## Start

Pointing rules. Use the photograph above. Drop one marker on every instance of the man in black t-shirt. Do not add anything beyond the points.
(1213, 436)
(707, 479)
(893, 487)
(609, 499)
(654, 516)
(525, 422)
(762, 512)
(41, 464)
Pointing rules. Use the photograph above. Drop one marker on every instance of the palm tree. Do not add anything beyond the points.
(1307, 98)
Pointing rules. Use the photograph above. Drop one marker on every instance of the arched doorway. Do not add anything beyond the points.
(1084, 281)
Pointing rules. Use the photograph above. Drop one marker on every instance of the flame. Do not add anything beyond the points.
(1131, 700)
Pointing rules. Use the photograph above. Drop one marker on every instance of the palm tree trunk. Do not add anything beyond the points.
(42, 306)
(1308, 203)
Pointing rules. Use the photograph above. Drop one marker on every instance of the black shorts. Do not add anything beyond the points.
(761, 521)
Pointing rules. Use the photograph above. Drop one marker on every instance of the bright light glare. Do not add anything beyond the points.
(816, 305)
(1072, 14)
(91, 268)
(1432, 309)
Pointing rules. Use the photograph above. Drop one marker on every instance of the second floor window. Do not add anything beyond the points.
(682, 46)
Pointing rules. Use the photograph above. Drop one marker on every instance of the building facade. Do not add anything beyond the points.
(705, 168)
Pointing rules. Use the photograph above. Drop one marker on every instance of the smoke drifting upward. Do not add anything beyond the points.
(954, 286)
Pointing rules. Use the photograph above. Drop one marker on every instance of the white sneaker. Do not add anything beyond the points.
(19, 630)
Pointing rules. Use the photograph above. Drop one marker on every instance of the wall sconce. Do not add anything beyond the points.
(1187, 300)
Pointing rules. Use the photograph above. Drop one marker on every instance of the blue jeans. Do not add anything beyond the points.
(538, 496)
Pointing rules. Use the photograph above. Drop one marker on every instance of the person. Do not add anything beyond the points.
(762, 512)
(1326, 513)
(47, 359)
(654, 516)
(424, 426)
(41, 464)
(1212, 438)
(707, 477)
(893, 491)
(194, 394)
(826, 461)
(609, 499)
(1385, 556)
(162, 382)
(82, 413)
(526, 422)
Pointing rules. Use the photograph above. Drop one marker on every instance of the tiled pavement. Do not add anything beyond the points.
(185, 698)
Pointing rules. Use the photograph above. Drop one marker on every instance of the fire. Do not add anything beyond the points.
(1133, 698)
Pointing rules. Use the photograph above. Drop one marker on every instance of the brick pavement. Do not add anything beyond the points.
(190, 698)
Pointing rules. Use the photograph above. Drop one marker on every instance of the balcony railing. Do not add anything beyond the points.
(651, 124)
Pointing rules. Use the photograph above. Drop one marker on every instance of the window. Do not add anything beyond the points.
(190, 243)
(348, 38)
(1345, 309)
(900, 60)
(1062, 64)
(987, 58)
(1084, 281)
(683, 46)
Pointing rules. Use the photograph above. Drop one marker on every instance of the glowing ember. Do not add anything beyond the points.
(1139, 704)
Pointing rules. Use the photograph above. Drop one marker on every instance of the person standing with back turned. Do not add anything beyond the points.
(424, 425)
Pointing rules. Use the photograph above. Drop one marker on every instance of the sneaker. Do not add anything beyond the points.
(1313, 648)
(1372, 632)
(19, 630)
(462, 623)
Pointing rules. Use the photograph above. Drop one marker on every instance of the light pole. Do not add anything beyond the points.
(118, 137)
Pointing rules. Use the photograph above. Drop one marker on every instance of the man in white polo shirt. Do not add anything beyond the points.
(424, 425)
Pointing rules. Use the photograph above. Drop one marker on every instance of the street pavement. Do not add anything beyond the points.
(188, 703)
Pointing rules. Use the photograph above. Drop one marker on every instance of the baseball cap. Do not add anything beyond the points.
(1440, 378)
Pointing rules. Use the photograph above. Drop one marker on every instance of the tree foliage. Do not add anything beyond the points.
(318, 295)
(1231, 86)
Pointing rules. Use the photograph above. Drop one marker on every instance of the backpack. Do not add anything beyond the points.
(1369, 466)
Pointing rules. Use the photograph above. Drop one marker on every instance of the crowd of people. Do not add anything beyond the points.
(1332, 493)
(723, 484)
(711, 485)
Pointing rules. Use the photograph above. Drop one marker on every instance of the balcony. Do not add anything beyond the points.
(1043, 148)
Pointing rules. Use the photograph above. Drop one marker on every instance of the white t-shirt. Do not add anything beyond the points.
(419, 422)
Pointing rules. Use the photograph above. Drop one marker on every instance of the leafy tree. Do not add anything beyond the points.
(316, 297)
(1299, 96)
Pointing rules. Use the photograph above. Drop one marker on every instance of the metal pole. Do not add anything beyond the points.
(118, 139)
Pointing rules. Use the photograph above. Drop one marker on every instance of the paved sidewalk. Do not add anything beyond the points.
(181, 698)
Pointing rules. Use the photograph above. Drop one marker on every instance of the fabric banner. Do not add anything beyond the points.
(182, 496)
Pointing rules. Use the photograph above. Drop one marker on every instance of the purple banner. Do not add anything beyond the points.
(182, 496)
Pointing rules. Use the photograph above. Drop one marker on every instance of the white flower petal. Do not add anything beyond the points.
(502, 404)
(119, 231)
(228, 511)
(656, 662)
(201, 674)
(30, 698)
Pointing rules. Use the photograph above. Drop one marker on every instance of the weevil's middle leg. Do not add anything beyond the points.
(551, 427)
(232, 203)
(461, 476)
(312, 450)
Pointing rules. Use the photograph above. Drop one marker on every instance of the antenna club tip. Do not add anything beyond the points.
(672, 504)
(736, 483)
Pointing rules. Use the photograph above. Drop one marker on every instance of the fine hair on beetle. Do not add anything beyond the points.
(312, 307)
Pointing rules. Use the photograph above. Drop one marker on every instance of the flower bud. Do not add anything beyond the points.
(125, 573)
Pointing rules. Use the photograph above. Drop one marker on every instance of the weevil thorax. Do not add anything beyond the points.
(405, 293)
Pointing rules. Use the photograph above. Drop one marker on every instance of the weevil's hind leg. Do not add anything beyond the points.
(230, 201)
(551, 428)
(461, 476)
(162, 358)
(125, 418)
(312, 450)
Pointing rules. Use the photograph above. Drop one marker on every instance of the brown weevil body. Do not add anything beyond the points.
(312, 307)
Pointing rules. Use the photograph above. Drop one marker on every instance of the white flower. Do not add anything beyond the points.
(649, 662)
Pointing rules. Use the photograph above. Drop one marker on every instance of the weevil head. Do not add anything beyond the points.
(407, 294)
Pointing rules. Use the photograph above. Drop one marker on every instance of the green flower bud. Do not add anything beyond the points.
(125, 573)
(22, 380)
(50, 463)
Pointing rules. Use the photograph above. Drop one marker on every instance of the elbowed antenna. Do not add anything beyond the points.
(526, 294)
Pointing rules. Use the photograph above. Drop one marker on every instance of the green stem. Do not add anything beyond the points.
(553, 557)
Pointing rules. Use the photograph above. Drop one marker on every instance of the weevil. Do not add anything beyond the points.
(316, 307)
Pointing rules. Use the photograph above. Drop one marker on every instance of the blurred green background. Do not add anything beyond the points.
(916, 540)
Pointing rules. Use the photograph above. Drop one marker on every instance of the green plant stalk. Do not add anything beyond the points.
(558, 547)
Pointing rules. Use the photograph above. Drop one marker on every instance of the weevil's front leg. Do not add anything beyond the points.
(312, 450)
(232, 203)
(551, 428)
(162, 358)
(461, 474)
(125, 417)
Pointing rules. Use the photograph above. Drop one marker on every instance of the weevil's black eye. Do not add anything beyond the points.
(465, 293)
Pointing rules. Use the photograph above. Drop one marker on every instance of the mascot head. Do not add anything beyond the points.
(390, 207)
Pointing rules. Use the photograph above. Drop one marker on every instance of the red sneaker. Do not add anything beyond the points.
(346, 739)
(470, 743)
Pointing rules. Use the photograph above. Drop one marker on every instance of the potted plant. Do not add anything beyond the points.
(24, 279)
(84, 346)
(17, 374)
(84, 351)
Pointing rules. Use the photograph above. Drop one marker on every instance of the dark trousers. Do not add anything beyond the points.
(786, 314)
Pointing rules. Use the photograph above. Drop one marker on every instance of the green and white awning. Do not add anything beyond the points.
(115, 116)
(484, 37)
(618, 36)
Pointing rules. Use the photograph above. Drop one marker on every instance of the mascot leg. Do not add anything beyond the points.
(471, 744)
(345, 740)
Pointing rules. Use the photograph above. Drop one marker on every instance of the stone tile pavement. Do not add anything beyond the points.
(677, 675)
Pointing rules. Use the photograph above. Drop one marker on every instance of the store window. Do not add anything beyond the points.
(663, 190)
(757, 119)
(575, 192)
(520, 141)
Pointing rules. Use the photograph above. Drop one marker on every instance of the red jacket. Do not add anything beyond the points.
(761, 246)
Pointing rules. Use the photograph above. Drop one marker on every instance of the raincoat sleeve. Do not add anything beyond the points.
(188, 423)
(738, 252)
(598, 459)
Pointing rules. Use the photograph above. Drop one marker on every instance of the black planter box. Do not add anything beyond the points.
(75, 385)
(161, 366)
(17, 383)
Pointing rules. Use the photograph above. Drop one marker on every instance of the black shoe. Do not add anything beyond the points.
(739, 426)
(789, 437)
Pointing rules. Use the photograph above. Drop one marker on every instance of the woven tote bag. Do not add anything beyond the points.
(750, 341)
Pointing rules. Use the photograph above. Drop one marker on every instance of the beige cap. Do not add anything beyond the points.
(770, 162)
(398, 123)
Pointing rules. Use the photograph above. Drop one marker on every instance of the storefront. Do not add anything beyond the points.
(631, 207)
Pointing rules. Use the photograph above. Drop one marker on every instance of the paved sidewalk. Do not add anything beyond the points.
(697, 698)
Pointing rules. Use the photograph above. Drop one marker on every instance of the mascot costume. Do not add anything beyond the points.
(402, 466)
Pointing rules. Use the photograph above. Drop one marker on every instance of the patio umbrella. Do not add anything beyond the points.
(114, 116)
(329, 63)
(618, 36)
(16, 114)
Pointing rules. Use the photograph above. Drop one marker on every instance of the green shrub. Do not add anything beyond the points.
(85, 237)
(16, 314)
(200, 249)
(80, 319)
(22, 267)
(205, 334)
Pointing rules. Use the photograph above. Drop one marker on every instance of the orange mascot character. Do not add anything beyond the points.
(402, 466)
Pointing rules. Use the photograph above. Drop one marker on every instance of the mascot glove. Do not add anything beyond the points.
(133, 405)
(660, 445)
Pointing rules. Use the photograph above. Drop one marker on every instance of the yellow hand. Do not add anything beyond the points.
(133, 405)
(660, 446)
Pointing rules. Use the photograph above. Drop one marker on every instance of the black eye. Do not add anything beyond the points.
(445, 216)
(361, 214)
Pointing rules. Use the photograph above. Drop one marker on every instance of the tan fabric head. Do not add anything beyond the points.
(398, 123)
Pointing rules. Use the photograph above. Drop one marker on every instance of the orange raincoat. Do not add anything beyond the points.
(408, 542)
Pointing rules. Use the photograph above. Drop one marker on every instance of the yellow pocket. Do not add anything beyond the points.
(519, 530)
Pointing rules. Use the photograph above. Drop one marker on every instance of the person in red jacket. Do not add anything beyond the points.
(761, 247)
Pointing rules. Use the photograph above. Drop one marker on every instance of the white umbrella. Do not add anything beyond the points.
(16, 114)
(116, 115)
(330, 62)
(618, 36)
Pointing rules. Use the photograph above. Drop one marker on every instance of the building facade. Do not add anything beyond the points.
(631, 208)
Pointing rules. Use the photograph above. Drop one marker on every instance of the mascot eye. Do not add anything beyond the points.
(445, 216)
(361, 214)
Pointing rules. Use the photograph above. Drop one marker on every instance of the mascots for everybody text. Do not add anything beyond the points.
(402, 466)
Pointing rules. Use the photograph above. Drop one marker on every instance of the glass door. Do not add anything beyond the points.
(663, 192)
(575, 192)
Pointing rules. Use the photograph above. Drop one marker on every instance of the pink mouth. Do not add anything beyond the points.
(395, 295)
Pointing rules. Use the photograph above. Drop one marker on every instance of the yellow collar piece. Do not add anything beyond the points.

## End

▶ **Instruction**
Reproduce the records above word for word, starting at the line that contains "text. Do not add anything beyond the points." and ending at the final line of the records.

▶ **Solution to the exercise**
Pointing rules. Use the photograph above. Drop one marker on every instance of the mascots for everybody text. Do not add anything beyond the points.
(402, 466)
Pointing rules. Use the photograph above. Drop one marker on every instance of the glass door. Do not add anything beyond the points.
(663, 192)
(575, 192)
Pointing rules. Use the photograph above. Drop one marker on every instance of the pink mouth. Do not add anything beyond the points.
(395, 295)
Pointing rules. Use the photograph above. Drop one marker on every instance of the yellow collar piece. Do not add anything beyond the points.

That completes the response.